| READING PASSAGE |
....
Hepatitis C seroprevalence, incidence and residual risk

Prevalence of RIBA-confirmed anti-HCV reactivity among first-time donors was 191 per 100,000 donations (Table 3). Prevalence of HCV antibody positivity was two-to-three fold higher in São Paulo (287 per 100,000) compared with Belo Horizonte (78 per 100,000 donations) and Recife (131 per 100,000 donations). A significant age effect on HCV prevalence was observed. Donations from donors aged 55 or older had almost 30 times higher prevalence of HCV positive markers than those from donors under 25 years. Donations from donors older than 25 and younger than 55 presented 8-23 times higher prevalence than those younger than 25, p <0 .001. Donations from community donors also presented higher prevalence of HCV antibody when compared to replacement donors. There was no statistical difference in the prevalence of HCV among men and women (199 vs. 179 per 100,000 donations, respectively).
....
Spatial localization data
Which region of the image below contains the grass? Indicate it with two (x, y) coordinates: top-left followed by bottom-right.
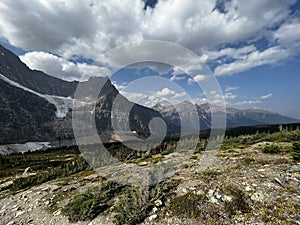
(8, 157), (90, 191)
(62, 181), (124, 222)
(114, 181), (178, 225)
(170, 193), (206, 218)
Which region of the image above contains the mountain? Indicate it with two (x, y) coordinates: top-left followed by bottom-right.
(153, 102), (299, 130)
(0, 45), (299, 149)
(0, 46), (166, 145)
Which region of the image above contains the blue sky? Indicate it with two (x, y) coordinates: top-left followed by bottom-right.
(0, 0), (300, 119)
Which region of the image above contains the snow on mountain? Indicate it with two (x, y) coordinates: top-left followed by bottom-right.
(0, 73), (86, 118)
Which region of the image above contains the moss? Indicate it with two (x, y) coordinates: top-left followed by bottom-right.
(242, 157), (255, 166)
(62, 181), (124, 222)
(291, 142), (300, 161)
(170, 193), (205, 218)
(114, 181), (178, 225)
(200, 169), (221, 178)
(262, 144), (282, 154)
(221, 185), (250, 217)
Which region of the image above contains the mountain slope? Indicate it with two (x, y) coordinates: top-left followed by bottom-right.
(153, 102), (299, 130)
(0, 46), (169, 145)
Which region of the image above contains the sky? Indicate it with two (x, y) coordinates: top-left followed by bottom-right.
(0, 0), (300, 119)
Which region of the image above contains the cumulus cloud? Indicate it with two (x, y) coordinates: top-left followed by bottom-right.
(0, 0), (300, 80)
(258, 94), (273, 100)
(20, 52), (109, 80)
(214, 46), (289, 76)
(188, 74), (207, 85)
(117, 85), (187, 107)
(225, 86), (239, 92)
....
| DIRECTIONS FOR THIS TASK |
In the hepatitis C passage, what was the prevalence of RIBA-confirmed anti-HCV reactivity among first-time donors?

| REPLY |
191 per 100,000 donations.